▶ Text for analysis:
So, that sight I saw helped push me closer to the edge. I called my mom because I was really freaked out. I was crying, I wanted to stop them but my mom carefully and calmly told me that they were fixing the gas so we can be safe. After nine long hours, I was FINALLY on my way to school. I knew that they'd be done when I got home and they were. I don't know when they'll be back again, but like I said, I have to expect it next time, and keep my red headphones at hand. (I found them last night in my room :) )


All About Me And The Blog

So, this is my very first blog post!! I'm so excited about the posts and conversations that are to come!
I've made the big decision to do a blog after asking friends and family members, as well as my friends (followers) on Instagram. So, all weekend, I've thought about it, and I decided to do it!
First off, let me tell you a little bit about myself.
My name is Taylor. I'm a Non-denominational Christian and in college working my way to an Associate's Degree for Graphic Design. I'm currently 19 years old (20 in August). Right off the bat you might think I'm a pretty normal 19 year old girl. A 19 year old girl who got saved at six years old and baptized at seven, and who loves God and Jesus with all her heart, soul, and strength. A 19 year old who gets good grades in school, who likes to read books (NOT e-books), who likes to do arts and crafts, who listens to country music, who likes being on her laptop and iPod, who likes watching her WWE DVDs, Days of our Lives, and Mama's Family, who likes looming things on her Rainbow Loom and MonsterTail. That's pretty much me in a nutshell, but I have something inside my brain that makes me very different. I have Autism.
I was diagnosed in 1998 at the age of two (or three depending the month). First off, that was back when Autism was so incredibly rare, and all we had were books from doctors who at the time thought they knew what Autism was and how it affects every child. I was told that I'd never talk, walk, be potty-trained, and I'd have to live in a nursing home. Well, I started walking at three, I became potty-trained at four, and I said my first words, "I love you, mommy," to my mom in December 1999. I speak very well, and I'm still living at home, so that settles that. I was also told I'd never graduate high school, get accepted into college, and succeed. Well, I graduated high school on June 1, 2013, got accepted into the college I'm currently going with a 164/130 ACT score, and I've so far made the Dean's List, Honor's List, and President's List. So, that's settled.

▶ Dataset content:
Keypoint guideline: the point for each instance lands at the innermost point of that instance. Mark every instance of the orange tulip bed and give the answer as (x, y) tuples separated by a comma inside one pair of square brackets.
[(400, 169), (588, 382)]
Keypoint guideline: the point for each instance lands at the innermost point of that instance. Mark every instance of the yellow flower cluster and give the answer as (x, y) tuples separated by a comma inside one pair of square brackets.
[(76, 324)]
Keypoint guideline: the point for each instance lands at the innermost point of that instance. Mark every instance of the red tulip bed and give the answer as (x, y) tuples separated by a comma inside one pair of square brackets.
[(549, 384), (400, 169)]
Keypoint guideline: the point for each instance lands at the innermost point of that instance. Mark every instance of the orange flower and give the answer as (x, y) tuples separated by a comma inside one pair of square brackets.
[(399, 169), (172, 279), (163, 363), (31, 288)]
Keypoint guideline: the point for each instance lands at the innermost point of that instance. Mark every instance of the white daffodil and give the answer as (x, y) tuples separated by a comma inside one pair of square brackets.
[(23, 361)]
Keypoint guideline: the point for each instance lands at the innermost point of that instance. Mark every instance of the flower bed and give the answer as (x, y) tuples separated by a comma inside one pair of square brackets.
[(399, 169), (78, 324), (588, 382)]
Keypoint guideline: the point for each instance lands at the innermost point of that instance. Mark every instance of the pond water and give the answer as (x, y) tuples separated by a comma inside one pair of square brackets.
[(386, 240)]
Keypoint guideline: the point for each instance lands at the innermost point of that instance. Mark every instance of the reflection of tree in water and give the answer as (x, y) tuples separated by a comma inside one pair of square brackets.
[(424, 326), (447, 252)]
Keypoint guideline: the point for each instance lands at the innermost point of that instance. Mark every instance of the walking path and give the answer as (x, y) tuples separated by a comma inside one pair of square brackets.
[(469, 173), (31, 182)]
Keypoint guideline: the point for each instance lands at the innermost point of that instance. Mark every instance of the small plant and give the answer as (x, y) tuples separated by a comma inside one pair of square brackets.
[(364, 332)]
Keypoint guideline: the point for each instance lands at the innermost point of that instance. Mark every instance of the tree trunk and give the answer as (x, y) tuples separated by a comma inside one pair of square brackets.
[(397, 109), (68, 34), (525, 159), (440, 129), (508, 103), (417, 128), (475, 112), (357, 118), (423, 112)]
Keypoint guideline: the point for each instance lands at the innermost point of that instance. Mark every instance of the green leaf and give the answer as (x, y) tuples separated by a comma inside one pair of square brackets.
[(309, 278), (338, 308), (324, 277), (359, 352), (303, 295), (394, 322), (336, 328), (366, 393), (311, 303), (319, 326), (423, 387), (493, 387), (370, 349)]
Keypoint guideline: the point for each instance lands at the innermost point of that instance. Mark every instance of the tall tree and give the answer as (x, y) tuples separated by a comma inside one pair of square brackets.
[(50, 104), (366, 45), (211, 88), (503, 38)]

---

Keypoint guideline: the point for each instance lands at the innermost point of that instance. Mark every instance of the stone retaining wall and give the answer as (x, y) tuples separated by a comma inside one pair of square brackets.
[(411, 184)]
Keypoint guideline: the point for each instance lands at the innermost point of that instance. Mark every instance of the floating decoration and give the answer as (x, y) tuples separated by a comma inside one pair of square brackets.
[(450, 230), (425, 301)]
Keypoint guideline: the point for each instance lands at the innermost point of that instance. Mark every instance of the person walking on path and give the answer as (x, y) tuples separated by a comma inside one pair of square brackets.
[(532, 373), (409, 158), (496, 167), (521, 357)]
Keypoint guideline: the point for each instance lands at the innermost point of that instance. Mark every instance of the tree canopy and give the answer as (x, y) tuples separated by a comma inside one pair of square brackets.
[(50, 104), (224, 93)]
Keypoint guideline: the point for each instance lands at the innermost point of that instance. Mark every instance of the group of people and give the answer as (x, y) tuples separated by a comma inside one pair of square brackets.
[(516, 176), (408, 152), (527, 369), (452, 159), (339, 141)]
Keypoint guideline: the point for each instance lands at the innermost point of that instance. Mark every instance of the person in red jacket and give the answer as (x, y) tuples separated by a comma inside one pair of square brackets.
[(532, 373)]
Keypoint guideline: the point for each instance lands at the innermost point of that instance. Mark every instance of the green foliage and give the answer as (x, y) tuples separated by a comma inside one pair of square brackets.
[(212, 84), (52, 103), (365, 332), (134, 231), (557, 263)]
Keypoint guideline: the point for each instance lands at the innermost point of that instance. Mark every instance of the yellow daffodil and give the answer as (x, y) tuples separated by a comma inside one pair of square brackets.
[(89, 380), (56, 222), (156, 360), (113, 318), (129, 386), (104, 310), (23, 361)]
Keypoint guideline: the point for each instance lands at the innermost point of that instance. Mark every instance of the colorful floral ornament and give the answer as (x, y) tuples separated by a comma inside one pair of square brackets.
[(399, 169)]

▶ Exercise instructions: Reproduce the passage of the blog post starting at "First off, let" and ending at "I have Autism.". The records play no part in what comes next.

▶ Response to this task:
First off, let me tell you a little bit about myself.
My name is Taylor. I'm a Non-denominational Christian and in college working my way to an Associate's Degree for Graphic Design. I'm currently 19 years old (20 in August). Right off the bat you might think I'm a pretty normal 19 year old girl. A 19 year old girl who got saved at six years old and baptized at seven, and who loves God and Jesus with all her heart, soul, and strength. A 19 year old who gets good grades in school, who likes to read books (NOT e-books), who likes to do arts and crafts, who listens to country music, who likes being on her laptop and iPod, who likes watching her WWE DVDs, Days of our Lives, and Mama's Family, who likes looming things on her Rainbow Loom and MonsterTail. That's pretty much me in a nutshell, but I have something inside my brain that makes me very different. I have Autism.